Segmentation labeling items
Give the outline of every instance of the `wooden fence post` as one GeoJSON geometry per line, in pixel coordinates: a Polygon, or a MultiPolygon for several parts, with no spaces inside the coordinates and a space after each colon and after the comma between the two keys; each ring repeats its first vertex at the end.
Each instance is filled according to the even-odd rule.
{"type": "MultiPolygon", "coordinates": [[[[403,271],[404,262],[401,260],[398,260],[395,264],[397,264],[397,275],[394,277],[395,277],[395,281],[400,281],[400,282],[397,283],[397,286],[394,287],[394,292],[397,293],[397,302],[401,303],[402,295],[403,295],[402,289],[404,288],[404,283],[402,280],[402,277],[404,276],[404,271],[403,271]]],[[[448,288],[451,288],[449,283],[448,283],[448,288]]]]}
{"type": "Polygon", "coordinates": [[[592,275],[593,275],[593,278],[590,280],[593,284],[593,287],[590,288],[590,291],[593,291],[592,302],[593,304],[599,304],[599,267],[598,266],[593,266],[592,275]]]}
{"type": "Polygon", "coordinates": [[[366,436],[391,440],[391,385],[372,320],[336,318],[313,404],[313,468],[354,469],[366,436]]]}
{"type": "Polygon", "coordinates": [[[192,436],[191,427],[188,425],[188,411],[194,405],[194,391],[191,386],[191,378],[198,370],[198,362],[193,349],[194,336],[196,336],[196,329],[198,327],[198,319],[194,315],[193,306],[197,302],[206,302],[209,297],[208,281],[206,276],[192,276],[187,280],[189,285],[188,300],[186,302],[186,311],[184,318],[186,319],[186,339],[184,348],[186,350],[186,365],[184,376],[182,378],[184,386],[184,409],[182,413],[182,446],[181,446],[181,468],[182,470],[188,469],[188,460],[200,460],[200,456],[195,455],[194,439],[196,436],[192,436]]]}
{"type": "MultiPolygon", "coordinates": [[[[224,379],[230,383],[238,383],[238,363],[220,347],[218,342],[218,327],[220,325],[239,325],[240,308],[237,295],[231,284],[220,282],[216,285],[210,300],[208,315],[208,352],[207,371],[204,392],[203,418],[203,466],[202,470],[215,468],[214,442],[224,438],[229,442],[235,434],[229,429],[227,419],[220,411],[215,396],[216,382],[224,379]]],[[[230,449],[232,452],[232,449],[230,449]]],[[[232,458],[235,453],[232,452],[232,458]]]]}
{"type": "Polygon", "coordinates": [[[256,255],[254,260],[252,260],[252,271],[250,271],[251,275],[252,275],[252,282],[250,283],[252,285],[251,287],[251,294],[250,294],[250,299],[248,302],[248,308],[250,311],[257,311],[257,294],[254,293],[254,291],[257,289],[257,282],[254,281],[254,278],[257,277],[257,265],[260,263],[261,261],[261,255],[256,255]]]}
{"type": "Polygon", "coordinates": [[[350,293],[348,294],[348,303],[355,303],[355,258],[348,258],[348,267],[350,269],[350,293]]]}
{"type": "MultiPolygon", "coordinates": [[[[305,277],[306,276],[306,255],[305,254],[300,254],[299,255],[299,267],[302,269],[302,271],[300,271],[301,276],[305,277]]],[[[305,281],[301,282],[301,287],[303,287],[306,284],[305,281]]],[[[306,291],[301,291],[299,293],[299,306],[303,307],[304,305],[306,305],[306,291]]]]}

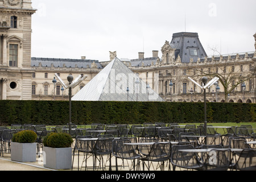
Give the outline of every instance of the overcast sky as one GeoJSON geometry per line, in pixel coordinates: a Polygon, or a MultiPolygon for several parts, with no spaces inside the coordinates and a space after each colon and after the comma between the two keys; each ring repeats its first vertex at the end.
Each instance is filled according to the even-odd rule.
{"type": "Polygon", "coordinates": [[[254,51],[255,0],[32,0],[32,56],[152,56],[172,34],[197,32],[208,56],[254,51]],[[217,53],[215,53],[216,55],[217,53]]]}

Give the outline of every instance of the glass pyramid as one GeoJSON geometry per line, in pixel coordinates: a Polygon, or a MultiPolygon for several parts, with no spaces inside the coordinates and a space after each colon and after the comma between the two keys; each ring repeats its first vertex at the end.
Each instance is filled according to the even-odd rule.
{"type": "Polygon", "coordinates": [[[151,88],[147,89],[146,84],[117,57],[75,94],[72,100],[164,101],[151,88]]]}

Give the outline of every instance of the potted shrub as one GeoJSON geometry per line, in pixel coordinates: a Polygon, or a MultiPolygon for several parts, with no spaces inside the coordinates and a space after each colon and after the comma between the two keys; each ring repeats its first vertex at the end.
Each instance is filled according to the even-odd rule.
{"type": "Polygon", "coordinates": [[[15,133],[11,143],[11,159],[20,162],[36,161],[38,135],[32,130],[23,130],[15,133]]]}
{"type": "Polygon", "coordinates": [[[72,168],[72,148],[73,140],[65,133],[52,133],[43,141],[44,167],[55,169],[72,168]]]}

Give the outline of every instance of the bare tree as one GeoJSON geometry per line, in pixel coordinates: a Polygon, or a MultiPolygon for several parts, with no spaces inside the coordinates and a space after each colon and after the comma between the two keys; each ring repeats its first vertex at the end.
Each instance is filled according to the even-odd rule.
{"type": "Polygon", "coordinates": [[[226,102],[228,94],[237,86],[255,76],[256,69],[253,62],[250,64],[249,61],[245,64],[245,61],[240,60],[238,54],[236,57],[229,55],[225,59],[222,55],[217,59],[213,56],[211,59],[205,58],[201,65],[197,64],[195,69],[198,76],[207,76],[210,79],[214,77],[219,78],[226,102]]]}

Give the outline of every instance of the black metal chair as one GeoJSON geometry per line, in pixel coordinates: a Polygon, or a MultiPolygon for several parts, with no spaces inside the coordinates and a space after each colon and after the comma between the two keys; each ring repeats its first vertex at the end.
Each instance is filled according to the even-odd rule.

▶ GOAL: Retype every one of the rows above line for line, with no changes. Leave the pictures out.

▶ REPLY:
Give the outline of every instance of the `wooden fence post` as one GeoJSON geometry per line, in pixel coordinates: a Polygon, or a MultiPolygon for several parts, with no spaces inside the coordinates and a space after each colon and after the comma between the two keys; each ring repeats its first vertex at the end.
Each instance is filled according to the even-odd rule.
{"type": "MultiPolygon", "coordinates": [[[[403,271],[404,262],[401,260],[398,260],[395,264],[397,264],[397,275],[394,277],[395,277],[395,281],[400,281],[400,282],[397,283],[397,286],[394,287],[394,292],[397,293],[397,302],[401,303],[402,295],[403,295],[402,289],[404,288],[404,283],[402,280],[402,277],[404,276],[404,271],[403,271]]],[[[448,288],[451,288],[449,283],[448,283],[448,288]]]]}
{"type": "Polygon", "coordinates": [[[592,275],[593,275],[593,278],[590,280],[593,284],[593,287],[590,288],[590,291],[593,291],[592,302],[593,304],[599,304],[599,267],[598,266],[593,266],[592,275]]]}
{"type": "Polygon", "coordinates": [[[366,436],[391,440],[391,385],[372,320],[336,318],[313,404],[313,468],[354,469],[366,436]]]}
{"type": "Polygon", "coordinates": [[[192,436],[191,427],[188,425],[188,411],[194,405],[194,391],[191,386],[191,378],[198,370],[198,362],[193,349],[194,336],[196,336],[196,329],[198,327],[198,319],[194,315],[193,306],[197,302],[206,302],[209,297],[208,281],[206,276],[192,276],[187,280],[189,285],[188,300],[186,302],[186,311],[184,318],[186,319],[186,339],[184,348],[186,350],[186,365],[184,376],[182,378],[184,386],[184,409],[182,413],[182,446],[181,446],[181,468],[182,470],[188,469],[188,460],[200,460],[200,456],[195,455],[194,439],[196,436],[192,436]]]}
{"type": "MultiPolygon", "coordinates": [[[[224,379],[230,383],[238,383],[238,363],[220,347],[218,342],[218,327],[220,325],[239,325],[240,308],[237,295],[231,284],[220,282],[216,285],[210,300],[208,315],[208,352],[207,371],[204,392],[203,418],[203,466],[202,470],[215,468],[214,442],[224,438],[229,442],[235,434],[229,429],[227,419],[220,411],[215,396],[216,382],[224,379]]],[[[230,449],[232,452],[232,449],[230,449]]],[[[232,458],[235,453],[232,452],[232,458]]]]}
{"type": "Polygon", "coordinates": [[[256,255],[254,260],[252,260],[252,271],[250,271],[251,275],[252,275],[252,282],[250,283],[252,285],[251,287],[251,294],[250,294],[250,299],[248,302],[248,308],[250,311],[257,311],[257,294],[254,293],[254,291],[257,289],[257,282],[254,281],[254,278],[257,277],[257,265],[260,263],[261,261],[261,255],[256,255]]]}
{"type": "Polygon", "coordinates": [[[350,293],[348,294],[348,303],[355,303],[355,258],[348,258],[348,267],[350,269],[350,293]]]}
{"type": "MultiPolygon", "coordinates": [[[[305,277],[306,276],[306,255],[305,254],[300,254],[299,255],[299,267],[302,269],[302,271],[300,271],[301,276],[305,277]]],[[[305,281],[301,282],[301,287],[303,287],[306,284],[305,281]]],[[[306,291],[301,291],[299,293],[299,306],[303,307],[304,305],[306,305],[306,291]]]]}

Give the outline of every instance of the overcast sky as one GeoJSON geometry per line, in pixel coordinates: a Polygon, or a MultiPolygon for several parts, with no spaces inside the coordinates and a space after each colon and after the comma between the two keys; each ring repeats its first vertex at the end.
Each instance is filled according to the even-odd rule.
{"type": "Polygon", "coordinates": [[[254,51],[255,0],[32,0],[32,56],[152,56],[172,34],[197,32],[208,56],[254,51]],[[217,53],[215,53],[216,55],[217,53]]]}

Give the outline of every instance of the glass pyramid as one GeoJSON geometry per line, in pixel coordinates: a Polygon, or a MultiPolygon for several parts, with no spaces inside the coordinates and a space after each colon and after the comma between the two keys; each ring repeats its first vertex at the end.
Each instance is filled according to the even-odd rule.
{"type": "Polygon", "coordinates": [[[151,88],[147,89],[146,84],[117,57],[75,94],[72,100],[164,101],[151,88]]]}

Give the outline of every instance of the potted shrub as one GeoJSON geometry per line, in pixel coordinates: a Polygon, or a MultiPolygon for several parts, with no spaces inside the coordinates and a space after each colon and after the comma between the two keys; each ring repeats its first vertex at the end.
Each instance is filled according to the even-odd rule.
{"type": "Polygon", "coordinates": [[[15,133],[11,143],[11,159],[20,162],[36,161],[38,135],[32,130],[23,130],[15,133]]]}
{"type": "Polygon", "coordinates": [[[72,168],[72,148],[73,140],[65,133],[52,133],[43,141],[44,167],[55,169],[72,168]]]}

Give the outline of every instance of the bare tree as one GeoJSON geometry per line, in pixel coordinates: a Polygon, or a MultiPolygon for several parts, with no spaces inside the coordinates and a space after each colon and after the comma between the two keys; each ring repeats its first vertex at the end.
Each instance is filled according to the even-odd rule.
{"type": "Polygon", "coordinates": [[[226,102],[228,94],[237,86],[255,76],[256,69],[253,62],[250,64],[249,61],[245,64],[245,61],[240,60],[238,54],[236,57],[229,55],[225,59],[222,55],[217,59],[213,56],[211,59],[205,58],[201,65],[197,64],[195,69],[198,76],[207,76],[210,79],[214,77],[219,78],[226,102]]]}

Give the outline of every instance of the black metal chair as one GeoJSON geometry per line, in pixel coordinates: a Polygon, or a MultiPolygon for several parts, with no spaces inside the coordinates and a space after each colon and after the comma between the two keys; each ring repeats its first vertex at the end.
Each instance is filled according to the even-odd rule.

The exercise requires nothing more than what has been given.